The Scope of an Epic

One of the greatest accomplishments, at least for me, about Black Panther was how epic they made the hidden country of Wakanda feel. Sometimes in Marvel films the CGI just gets to be too much for me. On the list of my favorite films of all time none of them are hugely fx driven (with the possible exception of Eternal Sunshine of the Spotless Mind). I find myself drawn to stories where audiences spend more time looking into the eyes of a character than they do digital cities or synthetic vistas.

I remember scenes in Dr. Strange and Avengers where characters are literally in space and I could not be more bored. I just can’t relate as person to someone hanging around in an endless vastness of space without a danger that is relatable to me. It’s fine if it’s something I have a point of reference for – I understand the dangers of actual space so I can feel for Sandra Bullock’s character in Gravity – but when Dr. Strange is negotiating with an infinite god in some weird time loop where matter seems to break rules I just get too lost in the philosophy of it all.

I find myself drawn to stories where audiences spend more time looking into the eyes of a character than they do digital cities or synthetic vistas

Why Was Black Panther Different?

What made Black Panther different was that the director didn’t spend a lot of screen time exploring the digitally rendered cityscape of Wakanda, but rather focused more on the actual African landscape that surrounded the hidden city.

It was quite beautiful to watch the space shuttle zip and zoom over deserts and mountains. Once they penetrated the little bubble and entered the prosperous (and totally CGI) city of Wakanda I lost a lot of interest – but thankfully the shots didn’t last long.

Even when key scenes took place in Wakanda they were either set indoors on sets that were definitely sci-fi but still familiar in their feel, or in outdoor arenas that connected more to the tribal nature of the Wakandan people then the digital gadgets. I actually think that one of the least exciting scenes of the film, unfortunately, was the climax at the end because of how it was so reliant on futuristic suits, a silent underground floating subway, and anti-vibranium fields (makes no sense if you haven’t seen the film). Still, it was a really good super-hero film that asks a lot of big questions about sharing knowledge and the responsibility of wealth.

=-=-=-=-=

--- Problem set ---
1 - Please decide whether each statement agrees with the Black Panther piece, answering yes or no and quoting the deciding words: (a) The writer was bored by the space scenes in Dr. Strange and Avengers. (b) The writer considered the climax one of the film's most exciting scenes. (c) The director devoted much screen time to the digital cityscape of Wakanda.
2 - Resume the Black Panther piece after its final sentence.
Nothing in the data is needed here.

[Records from a point labeling set]
=-=-=-=-=

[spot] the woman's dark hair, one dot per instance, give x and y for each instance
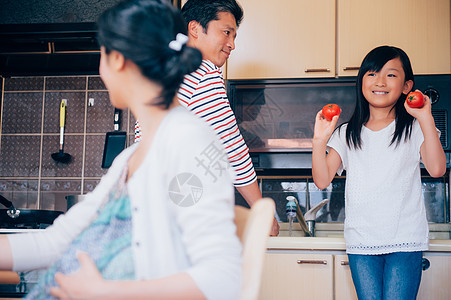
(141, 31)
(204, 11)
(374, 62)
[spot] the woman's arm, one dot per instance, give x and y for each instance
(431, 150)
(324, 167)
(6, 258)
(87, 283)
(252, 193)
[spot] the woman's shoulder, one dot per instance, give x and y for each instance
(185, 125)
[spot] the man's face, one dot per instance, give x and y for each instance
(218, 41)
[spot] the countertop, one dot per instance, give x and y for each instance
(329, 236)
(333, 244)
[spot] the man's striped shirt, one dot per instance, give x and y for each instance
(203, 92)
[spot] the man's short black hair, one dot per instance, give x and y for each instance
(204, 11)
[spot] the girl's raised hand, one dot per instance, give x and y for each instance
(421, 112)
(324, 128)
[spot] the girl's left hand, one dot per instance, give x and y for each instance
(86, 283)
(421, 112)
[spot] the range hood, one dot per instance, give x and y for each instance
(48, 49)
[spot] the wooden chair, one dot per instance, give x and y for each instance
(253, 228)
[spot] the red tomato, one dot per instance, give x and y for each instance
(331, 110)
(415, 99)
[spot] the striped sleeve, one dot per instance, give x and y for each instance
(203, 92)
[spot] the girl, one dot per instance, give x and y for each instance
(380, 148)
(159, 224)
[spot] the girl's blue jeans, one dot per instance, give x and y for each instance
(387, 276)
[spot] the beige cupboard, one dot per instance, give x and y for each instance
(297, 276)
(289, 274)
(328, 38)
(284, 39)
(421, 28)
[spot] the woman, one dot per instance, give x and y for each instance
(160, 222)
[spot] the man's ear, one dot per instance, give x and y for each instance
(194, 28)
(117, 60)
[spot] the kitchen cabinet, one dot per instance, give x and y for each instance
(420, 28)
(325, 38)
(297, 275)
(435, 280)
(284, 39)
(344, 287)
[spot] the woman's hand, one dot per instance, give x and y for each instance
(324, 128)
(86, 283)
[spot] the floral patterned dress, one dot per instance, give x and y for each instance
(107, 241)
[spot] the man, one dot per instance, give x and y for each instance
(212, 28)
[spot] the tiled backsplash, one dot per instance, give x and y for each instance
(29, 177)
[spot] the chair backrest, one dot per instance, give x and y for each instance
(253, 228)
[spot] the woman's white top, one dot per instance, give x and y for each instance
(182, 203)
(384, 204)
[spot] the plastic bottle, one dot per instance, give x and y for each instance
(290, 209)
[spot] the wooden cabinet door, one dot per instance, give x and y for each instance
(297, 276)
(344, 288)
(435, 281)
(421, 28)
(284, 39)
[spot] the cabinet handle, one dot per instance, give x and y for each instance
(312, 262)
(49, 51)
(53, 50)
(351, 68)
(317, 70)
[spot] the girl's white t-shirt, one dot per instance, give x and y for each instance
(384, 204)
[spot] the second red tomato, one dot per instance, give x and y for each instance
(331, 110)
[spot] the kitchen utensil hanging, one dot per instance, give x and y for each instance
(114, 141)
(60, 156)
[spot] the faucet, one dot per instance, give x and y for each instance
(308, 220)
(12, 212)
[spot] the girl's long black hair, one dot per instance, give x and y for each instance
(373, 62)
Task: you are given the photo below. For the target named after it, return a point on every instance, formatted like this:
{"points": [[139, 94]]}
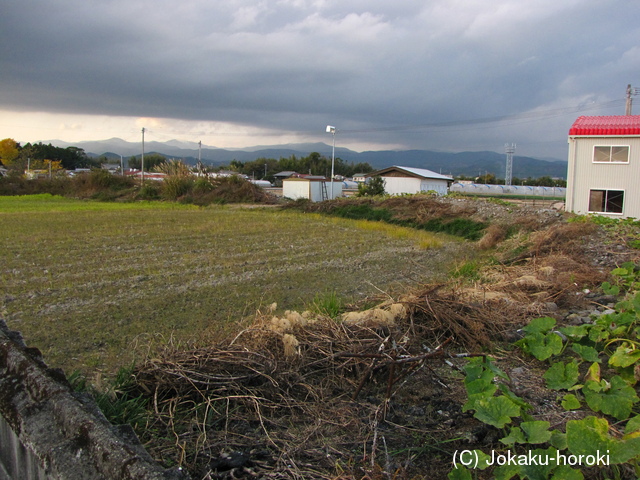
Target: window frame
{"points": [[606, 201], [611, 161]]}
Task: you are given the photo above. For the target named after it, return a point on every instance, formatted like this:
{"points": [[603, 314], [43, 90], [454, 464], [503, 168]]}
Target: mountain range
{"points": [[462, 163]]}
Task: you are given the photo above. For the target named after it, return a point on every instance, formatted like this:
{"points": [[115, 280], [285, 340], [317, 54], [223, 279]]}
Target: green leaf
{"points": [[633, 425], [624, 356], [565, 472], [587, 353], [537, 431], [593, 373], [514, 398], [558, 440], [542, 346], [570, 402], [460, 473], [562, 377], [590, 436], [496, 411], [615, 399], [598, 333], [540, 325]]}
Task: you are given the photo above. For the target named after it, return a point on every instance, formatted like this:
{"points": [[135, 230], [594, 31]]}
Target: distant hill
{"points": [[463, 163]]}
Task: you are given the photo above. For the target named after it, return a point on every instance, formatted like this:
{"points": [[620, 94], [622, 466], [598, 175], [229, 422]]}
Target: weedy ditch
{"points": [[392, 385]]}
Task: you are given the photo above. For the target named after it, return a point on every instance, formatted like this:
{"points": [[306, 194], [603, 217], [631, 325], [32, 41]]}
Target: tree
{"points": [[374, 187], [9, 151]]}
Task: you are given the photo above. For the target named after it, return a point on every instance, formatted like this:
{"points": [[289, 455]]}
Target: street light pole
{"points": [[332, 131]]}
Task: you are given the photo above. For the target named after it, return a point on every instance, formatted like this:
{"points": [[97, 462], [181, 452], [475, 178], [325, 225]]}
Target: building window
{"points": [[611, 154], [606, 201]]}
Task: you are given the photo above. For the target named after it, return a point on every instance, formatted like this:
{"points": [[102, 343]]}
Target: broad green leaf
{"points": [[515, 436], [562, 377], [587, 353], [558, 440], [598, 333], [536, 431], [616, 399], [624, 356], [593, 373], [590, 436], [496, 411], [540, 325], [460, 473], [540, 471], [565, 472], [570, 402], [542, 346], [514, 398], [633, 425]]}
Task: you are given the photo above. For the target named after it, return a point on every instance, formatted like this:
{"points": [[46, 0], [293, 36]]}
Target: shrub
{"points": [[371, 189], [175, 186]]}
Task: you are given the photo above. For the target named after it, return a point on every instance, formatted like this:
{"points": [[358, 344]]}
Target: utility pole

=-=-=-=-=

--- Expected outputs ---
1 -
(a) Yes: "I remember scenes in Dr. Strange and Avengers where characters are literally in space and I could not be more bored."
(b) No: "one of the least exciting scenes of the film, unfortunately, was the climax at the end"
(c) No: "the director didn’t spend a lot of screen time exploring the digitally rendered cityscape of Wakanda"

2 -
What to Take Away as an Independent Filmmaker

Obviously nobody on a shoestring budget can ever compete with the studios when it comes to the scope of the epic world building that often comes with a Marvel super-hero movie. The constant struggle that an independent filmmaker has is making the film feel bigger than it is. One approach to combat this, and the one I usually favor, is to not fight this at all and in fact lean into the simplicity of a small film. There have been great films that take place in limited locations with no special fx. 12 Angry Men comes to mind as one of the greatest examples of a one-room movie that kept me on the edge of my seat.

Still, as a filmmaker it gets tiring trying to always come up with yet another screenplay idea that can take place in one house or one office building or one bar etc. What dawned on me as I watched Black Panther is that my favorite shots in the film, the ones of the space ship flying over the African landscape before they enter the CGI country of Wakanda could be quite easily replicated by someone with a drone and a little bit of 3d work.

as a filmmaker it gets tiring trying to always come up with yet another screenplay idea that can take place in one house or one office building or one bar etc.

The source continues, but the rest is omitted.